## Prompt
Only an exact reprint of all the data is acceptable.

Data for review Block Start

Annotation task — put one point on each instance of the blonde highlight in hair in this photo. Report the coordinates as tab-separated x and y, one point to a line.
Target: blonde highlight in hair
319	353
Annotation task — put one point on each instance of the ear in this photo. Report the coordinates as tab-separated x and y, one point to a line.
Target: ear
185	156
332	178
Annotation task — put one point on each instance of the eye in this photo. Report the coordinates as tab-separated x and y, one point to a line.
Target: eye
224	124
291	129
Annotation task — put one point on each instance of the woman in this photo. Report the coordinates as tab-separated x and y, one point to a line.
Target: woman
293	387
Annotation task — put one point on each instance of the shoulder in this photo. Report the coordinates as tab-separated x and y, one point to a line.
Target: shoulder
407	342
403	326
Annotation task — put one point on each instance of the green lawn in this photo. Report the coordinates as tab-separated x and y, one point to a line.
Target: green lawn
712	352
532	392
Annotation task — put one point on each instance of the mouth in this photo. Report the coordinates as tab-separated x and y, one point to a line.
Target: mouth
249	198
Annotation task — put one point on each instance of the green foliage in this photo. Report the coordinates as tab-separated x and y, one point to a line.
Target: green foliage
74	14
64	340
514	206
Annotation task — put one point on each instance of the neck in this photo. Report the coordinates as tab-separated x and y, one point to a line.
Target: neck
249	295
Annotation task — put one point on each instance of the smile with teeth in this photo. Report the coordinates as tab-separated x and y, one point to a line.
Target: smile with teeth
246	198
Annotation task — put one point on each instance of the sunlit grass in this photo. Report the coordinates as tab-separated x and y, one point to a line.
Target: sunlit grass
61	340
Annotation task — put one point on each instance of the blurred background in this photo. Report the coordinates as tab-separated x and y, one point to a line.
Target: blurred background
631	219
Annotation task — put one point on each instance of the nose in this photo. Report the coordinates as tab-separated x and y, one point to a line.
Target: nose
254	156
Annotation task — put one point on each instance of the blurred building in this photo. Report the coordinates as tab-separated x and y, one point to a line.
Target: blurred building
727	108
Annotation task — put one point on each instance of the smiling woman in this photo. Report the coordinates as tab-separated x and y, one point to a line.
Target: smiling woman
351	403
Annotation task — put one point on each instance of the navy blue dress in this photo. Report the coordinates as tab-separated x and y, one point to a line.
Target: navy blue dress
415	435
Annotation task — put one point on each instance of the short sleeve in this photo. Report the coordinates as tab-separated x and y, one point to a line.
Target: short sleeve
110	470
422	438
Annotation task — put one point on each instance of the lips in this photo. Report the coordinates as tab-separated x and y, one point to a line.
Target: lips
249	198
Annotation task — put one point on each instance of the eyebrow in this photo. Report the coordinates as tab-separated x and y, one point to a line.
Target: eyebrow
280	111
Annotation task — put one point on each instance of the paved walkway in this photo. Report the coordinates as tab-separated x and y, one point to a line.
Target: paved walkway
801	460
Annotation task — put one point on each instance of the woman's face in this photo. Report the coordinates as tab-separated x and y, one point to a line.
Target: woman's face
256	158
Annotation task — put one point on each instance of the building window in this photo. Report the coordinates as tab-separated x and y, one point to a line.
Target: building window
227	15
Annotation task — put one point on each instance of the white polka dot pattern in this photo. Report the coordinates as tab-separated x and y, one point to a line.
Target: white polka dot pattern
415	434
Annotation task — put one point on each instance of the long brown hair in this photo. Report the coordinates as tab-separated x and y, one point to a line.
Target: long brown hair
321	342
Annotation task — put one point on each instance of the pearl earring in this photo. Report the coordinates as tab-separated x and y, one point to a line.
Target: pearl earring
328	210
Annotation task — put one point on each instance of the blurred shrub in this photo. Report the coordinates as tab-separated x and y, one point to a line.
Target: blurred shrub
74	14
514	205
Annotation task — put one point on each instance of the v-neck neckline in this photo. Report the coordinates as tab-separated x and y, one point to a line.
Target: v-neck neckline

Data for review Block End

## Finished task
Annotation task — put one point on each instance of the blonde highlight in hair in this photo. Report the coordinates as tab-separated x and y, one point to a line.
Target: blonde highlight in hair
319	353
Annotation task — put one point on each instance of the ear in this photo. Report the coordinates as tab-separated x and y, one point to a line.
Target: ear
185	156
332	178
Annotation task — put one point on each instance of the eye in this photo. Report the coordinates as tab-separated x and y, one point to a line.
Target: eye
224	124
291	129
Annotation task — put one point on each instance of the woman in this photo. Report the coordinates as tab-separated x and y, one point to a line.
Target: woman
293	387
Annotation task — put one point on each instance of the shoulder in this photo. Report the coordinates as tab-separated x and y, one point to a line.
Target: shoulder
407	342
403	326
Annotation task — put one point on each instance of the green lawn in this photo. Report the coordinates as tab-separated x and y, one point to a line.
Target: green lawn
712	352
532	392
Annotation task — put one point on each instance of the mouth in this photo. Report the coordinates as tab-separated x and y, one point to a line.
Target: mouth
249	198
Annotation task — put one point on each instance of the green foliage in this photo. Report the coordinates as tab-separated x and y, one point to a line.
Target: green foliage
74	14
64	340
514	206
Annotation task — put one point on each instance of the neck in this photo. Report the coordinates as tab-separated x and y, one point to a line.
Target: neck
249	295
Annotation task — put one point on each instance of the smile with teeth in this photo. Report the coordinates as tab-separated x and y, one point to a line.
Target: smile with teeth
246	198
Annotation task — put one point on each instance of the sunlit grass in this photo. Report the coordinates as tab-separated x and y, one point to a line.
Target: sunlit grass
61	340
Annotation task — put one point on each instance of the blurred background in this photo. Report the coordinates as tab-separated x and y, one point to a line.
Target: blurred background
631	219
Annotation task — put one point on each instance of the nose in this photo. Report the coordinates as tab-separated x and y, one point to a line.
Target: nose
254	156
Annotation task — put one point on each instance of the blurred building in this photo. Report the coordinates as tab-separated x and y, one point to a line.
Target: blurred building
727	108
Annotation task — put one point on each instance of the smiling woman in this photo. Report the coordinates as tab-separated x and y, one point to a line.
Target: smiling woman
351	403
Annotation task — put one point on each instance of the navy blue dress in this photo. Report the coordinates as tab-separated x and y, one point to a line.
Target: navy blue dress
415	435
Annotation task — put one point on each instance of the short sleeve in this photo. Report the coordinates as tab-separated x and y, one point to a line.
Target: short sleeve
110	470
422	438
Annotation task — put one point on each instance of the lips in this photo. Report the coordinates as tab-separated x and y, one point to a line.
Target: lips
249	198
Annotation task — put one point on each instance of the eyebrow in this photo. Report the coordinates as tab-separated x and y, one point to a line.
Target: eyebrow
280	111
Annotation task — put one point on each instance of the paved walkway in this photo. Report the coordinates as tab-separated x and y, one point to a line.
Target: paved walkway
801	460
Annotation task — put one point on each instance of the woman's face in this photo. Report the coordinates as tab-separated x and y, one point to a line.
Target: woman's face
256	158
Annotation task — put one point on each instance of the building window in this photo. Report the coordinates as tab-separated x and y, one point to a line.
Target: building window
227	15
Annotation task — put one point on each instance of the white polka dot pattern in this photo. Report the coordinates as tab-separated x and y, one point to a line.
Target: white polka dot pattern
415	434
Annotation task — put one point on each instance of the long brown hair in this photo. Report the coordinates as tab-separated x and y, one point to a line.
Target: long brown hair
321	342
Annotation task — put one point on each instance of the pearl earring in this photo. Report the coordinates as tab-separated x and y, one point to a line.
Target: pearl earring
328	210
Annotation task — put one point on each instance of the blurred shrub in this photo. Report the coordinates as tab-separated x and y, one point to a line.
Target: blurred shrub
74	14
514	205
Annotation task — put one point on each instance of the v-neck neckline in this photo. Report the coordinates as tab-separated x and y, one point to a line.
Target: v-neck neckline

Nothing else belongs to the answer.